[What is asked]: Reproduce each of the following lines verbatim, in the order given.

• • • •

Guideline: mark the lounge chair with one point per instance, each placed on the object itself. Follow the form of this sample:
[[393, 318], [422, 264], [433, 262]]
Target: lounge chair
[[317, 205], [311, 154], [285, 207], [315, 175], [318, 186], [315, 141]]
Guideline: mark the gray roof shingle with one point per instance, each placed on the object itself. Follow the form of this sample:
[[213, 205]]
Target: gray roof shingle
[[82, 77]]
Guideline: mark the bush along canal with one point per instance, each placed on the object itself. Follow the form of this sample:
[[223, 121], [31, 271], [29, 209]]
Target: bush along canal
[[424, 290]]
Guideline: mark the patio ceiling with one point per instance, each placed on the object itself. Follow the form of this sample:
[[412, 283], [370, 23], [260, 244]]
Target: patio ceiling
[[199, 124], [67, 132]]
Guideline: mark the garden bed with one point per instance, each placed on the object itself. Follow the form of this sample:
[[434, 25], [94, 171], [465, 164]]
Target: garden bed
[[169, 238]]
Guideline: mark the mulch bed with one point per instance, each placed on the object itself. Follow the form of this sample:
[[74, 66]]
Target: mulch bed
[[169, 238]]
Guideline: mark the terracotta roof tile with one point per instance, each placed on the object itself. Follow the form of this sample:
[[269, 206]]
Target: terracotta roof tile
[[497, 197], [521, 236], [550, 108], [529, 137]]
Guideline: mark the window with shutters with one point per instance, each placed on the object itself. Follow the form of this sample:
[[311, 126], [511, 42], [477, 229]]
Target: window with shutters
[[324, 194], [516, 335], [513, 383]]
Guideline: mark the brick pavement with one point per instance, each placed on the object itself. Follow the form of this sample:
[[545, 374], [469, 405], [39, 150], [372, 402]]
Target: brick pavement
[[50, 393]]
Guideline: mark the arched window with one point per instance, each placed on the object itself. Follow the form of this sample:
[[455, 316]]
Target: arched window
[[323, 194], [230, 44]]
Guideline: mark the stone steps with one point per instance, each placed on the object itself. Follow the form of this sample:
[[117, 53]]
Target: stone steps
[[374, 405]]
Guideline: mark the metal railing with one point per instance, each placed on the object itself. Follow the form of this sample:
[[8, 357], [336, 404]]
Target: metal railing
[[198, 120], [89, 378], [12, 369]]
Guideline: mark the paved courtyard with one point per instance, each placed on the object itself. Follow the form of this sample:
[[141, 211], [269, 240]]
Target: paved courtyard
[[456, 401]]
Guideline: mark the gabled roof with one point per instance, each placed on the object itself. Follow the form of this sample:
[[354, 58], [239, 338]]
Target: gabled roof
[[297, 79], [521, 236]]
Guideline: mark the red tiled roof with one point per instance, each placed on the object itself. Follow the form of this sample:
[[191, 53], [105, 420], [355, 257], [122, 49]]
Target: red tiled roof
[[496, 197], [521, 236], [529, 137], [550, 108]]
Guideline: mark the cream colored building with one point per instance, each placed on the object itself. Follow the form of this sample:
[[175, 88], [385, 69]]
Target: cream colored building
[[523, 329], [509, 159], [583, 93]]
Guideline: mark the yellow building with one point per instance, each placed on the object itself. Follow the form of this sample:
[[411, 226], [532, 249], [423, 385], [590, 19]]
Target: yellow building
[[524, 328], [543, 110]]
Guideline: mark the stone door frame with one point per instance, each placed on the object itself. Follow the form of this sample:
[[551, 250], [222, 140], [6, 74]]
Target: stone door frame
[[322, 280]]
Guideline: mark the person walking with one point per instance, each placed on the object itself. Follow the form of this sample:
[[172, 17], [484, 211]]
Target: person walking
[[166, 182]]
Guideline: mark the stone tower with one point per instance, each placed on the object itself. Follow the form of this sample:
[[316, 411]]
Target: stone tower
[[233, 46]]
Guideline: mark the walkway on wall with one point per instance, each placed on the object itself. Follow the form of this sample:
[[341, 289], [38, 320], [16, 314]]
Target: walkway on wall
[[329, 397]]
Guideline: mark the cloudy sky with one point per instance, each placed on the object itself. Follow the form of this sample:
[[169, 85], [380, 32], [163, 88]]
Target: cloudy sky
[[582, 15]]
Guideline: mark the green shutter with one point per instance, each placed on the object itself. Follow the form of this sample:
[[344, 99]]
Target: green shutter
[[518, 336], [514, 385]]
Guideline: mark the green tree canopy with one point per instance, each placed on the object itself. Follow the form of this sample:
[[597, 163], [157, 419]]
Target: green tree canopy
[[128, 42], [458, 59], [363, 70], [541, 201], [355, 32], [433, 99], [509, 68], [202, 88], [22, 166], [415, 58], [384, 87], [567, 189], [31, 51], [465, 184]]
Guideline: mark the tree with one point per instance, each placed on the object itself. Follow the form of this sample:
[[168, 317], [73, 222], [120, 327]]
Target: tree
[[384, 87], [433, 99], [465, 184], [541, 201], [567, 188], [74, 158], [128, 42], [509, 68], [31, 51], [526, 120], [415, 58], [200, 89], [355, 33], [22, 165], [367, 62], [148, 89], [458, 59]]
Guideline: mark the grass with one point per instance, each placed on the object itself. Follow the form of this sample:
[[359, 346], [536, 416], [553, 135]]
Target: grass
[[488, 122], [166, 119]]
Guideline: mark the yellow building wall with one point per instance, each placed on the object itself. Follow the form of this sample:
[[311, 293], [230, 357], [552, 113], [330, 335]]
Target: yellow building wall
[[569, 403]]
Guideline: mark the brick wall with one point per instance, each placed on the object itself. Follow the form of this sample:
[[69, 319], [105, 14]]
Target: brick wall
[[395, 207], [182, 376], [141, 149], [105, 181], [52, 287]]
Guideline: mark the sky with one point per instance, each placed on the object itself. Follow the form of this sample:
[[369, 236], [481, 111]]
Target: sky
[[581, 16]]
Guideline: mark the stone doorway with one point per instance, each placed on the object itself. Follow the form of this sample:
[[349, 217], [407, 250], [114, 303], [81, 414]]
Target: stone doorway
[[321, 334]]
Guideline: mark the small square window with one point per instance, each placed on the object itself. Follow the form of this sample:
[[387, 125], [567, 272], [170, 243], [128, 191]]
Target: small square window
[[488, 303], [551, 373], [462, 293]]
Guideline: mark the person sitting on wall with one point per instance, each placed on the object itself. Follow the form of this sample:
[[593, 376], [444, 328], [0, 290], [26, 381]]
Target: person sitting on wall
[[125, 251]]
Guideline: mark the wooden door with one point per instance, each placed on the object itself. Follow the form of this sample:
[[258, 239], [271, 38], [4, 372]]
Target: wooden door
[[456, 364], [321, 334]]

• • • •

[Expected answer]:
Guideline: mark the lounge chair with one point per instance, each placed on the object itself. Follow the form of this sample:
[[393, 318], [422, 264], [433, 262]]
Target: lounge chair
[[317, 205], [311, 154], [285, 207], [315, 175], [318, 186], [315, 141]]
Guideline: mark the gray roof shingle with one point per instance, each placed on the object itself. Follow the form of this sample:
[[213, 205]]
Target: gray roof shingle
[[82, 77]]
Guideline: mark the bush along canal with one point per instance, each placed on the object itself. Follow the form of this sample:
[[223, 121], [31, 271], [29, 209]]
Target: bush along canal
[[424, 290]]
Guideline: mark the patio ceiling with one point per instance, each placed on the object itself. Follow the form of this sample:
[[412, 283], [370, 23], [260, 244]]
Target: patio ceiling
[[199, 124], [67, 132]]
Guideline: mark the garden bed with one point per instance, each placed on the object itself. Follow the form of this sample:
[[434, 25], [94, 171], [465, 164]]
Target: garden bed
[[169, 238]]
Guideline: mark the mulch bed with one point per instance, each placed on the object itself. Follow the form of this sample:
[[74, 66]]
Target: mulch bed
[[169, 238]]
Guideline: mark the terracotta roof tile with one point per instance, each placed on the object itself. Follow the form of this sample:
[[269, 206]]
Target: terracotta roof tile
[[497, 197], [521, 236], [550, 108], [529, 137]]
Guideline: mark the window with shutters with one point per instance, each placed on the object itself. Follow the form of this sample:
[[311, 126], [511, 42], [477, 229]]
Target: window with shutters
[[324, 194], [516, 335], [513, 383]]
Guideline: mark the brick pavement with one point per instance, each placed on the object itself. Follow the form of this sample:
[[545, 374], [469, 405], [39, 150], [372, 402]]
Target: brick pavement
[[50, 393]]
Guideline: mark the arched window with one point per instance, each placed on the object itself. Follow the form of this sample:
[[455, 316]]
Target: arched window
[[323, 194], [230, 44]]
Guideline: mark the stone steps with one point per instance, each placed on the object itself. Follow the form of this sample:
[[117, 53]]
Target: stone steps
[[374, 405]]
Guideline: mark the metal railing with one point per instance, each placed on the object itself. Follow the form of this sample:
[[8, 357], [336, 404]]
Target: metal railing
[[198, 120], [89, 378], [12, 369]]
Guideline: mark the paved courtyard with one point per instance, each placed on the object itself. Follow the form of this sample:
[[141, 211], [269, 240]]
Target: paved courtyard
[[456, 401]]
Guideline: mark the gabled roof with one point per instance, each placed on the object itself. Follow the form of this sample:
[[354, 58], [239, 338]]
Target: gabled roof
[[297, 79], [521, 236]]
Guideline: mark the red tiled roof with one point per instance, each placed on the object itself. Follow the form of this sample:
[[191, 53], [105, 420], [355, 257], [122, 49]]
Target: red tiled roof
[[496, 197], [521, 236], [529, 137], [550, 108]]
Guideline: mark the cream colored building with one point per instance, each placed on the object itself. Follow the form of this sample:
[[175, 88], [385, 69]]
Target: cream colored building
[[523, 329], [509, 159], [583, 93]]
Guideline: mark the yellow building with one point per instance, each placed on the object itself. Follow the form of this sample:
[[411, 226], [532, 249], [423, 385], [590, 19]]
Target: yellow building
[[524, 328], [543, 110]]
Guideline: mark the stone door frame with one point per instance, each placed on the object itself. Follow the form of this sample:
[[551, 250], [222, 140], [6, 74]]
Target: stone door frame
[[322, 280]]
Guideline: mark the person walking with one point per instance, each placed on the object itself. Follow the form of this sample:
[[172, 17], [484, 211]]
Target: person walking
[[166, 182]]
Guideline: mark the stone tower with one point per instance, each placed on the object itself. Follow the form of this sample:
[[316, 411]]
Target: stone tower
[[233, 46]]
Guideline: mark the walkway on wall with one point per instance, each placed on the object itself. Follow the form of this sample:
[[341, 289], [38, 320], [16, 314]]
Target: walkway on wall
[[329, 397]]
Guideline: mark the cloudy sky with one point per instance, each placed on the object itself. Follow the form of this sample:
[[169, 85], [380, 32], [163, 88]]
Target: cloudy sky
[[582, 15]]
Guideline: mark the green shutter with one point per instance, each placed on the object itself. Follow the form of this sample:
[[344, 99]]
Target: green shutter
[[518, 336], [514, 385]]
Guideline: mark the green tree canopy with one point per instance, each placed on the object itself. Follow the form of this sample:
[[597, 163], [157, 419]]
Target: green tree canopy
[[128, 42], [458, 59], [363, 70], [541, 201], [355, 32], [433, 99], [509, 68], [202, 88], [22, 166], [415, 58], [384, 87], [567, 189], [31, 51], [465, 184]]
Guideline: mark the tree with one point per instance, each placed on the object itself. Follow the form of this sample:
[[168, 317], [73, 222], [120, 327]]
Target: tree
[[384, 87], [433, 99], [465, 184], [541, 201], [567, 188], [74, 158], [128, 42], [509, 68], [31, 51], [526, 120], [415, 58], [200, 89], [355, 33], [22, 165], [367, 62], [148, 89], [458, 59]]
Guideline: mark the grass with one point per instance, each placed on the object itself. Follow the form of this sample:
[[359, 346], [536, 416], [553, 135]]
Target: grass
[[488, 122], [166, 119]]
Guideline: mark the yellow building wall with one point per instance, each placed on the object itself. Follow the form of this sample:
[[311, 293], [230, 357], [552, 113], [330, 335]]
Target: yellow building wall
[[569, 403]]
Guideline: mark the brick wall with one point per instance, each placed on the object itself. Follow the form of this sample:
[[69, 319], [105, 14]]
Target: brick wall
[[395, 207], [182, 376], [141, 149], [105, 181], [52, 287]]
Guideline: mark the sky with one point per instance, each placed on the object itself. Follow the form of this sample:
[[369, 236], [481, 111]]
Target: sky
[[581, 16]]
Guideline: mark the stone doorway with one point per instance, each placed on the object itself. Follow the form of this sample:
[[349, 217], [407, 250], [114, 303], [81, 414]]
Target: stone doorway
[[321, 334]]
Guideline: mark the small square window with one point per instance, each placed on the object itself. Follow the form of this sample:
[[387, 125], [567, 272], [170, 243], [128, 191]]
Target: small square window
[[488, 303], [551, 373], [462, 293]]
Guideline: mark the person sitting on wall with one point per instance, each placed on the object itself. Follow the form of this sample:
[[593, 376], [444, 328], [0, 290], [26, 381]]
Target: person sitting on wall
[[125, 251]]
Guideline: mark the wooden door with one point per instance, each placed on the object itself. Follow the form of this sample:
[[258, 239], [271, 38], [4, 372]]
Target: wooden door
[[456, 364], [321, 334]]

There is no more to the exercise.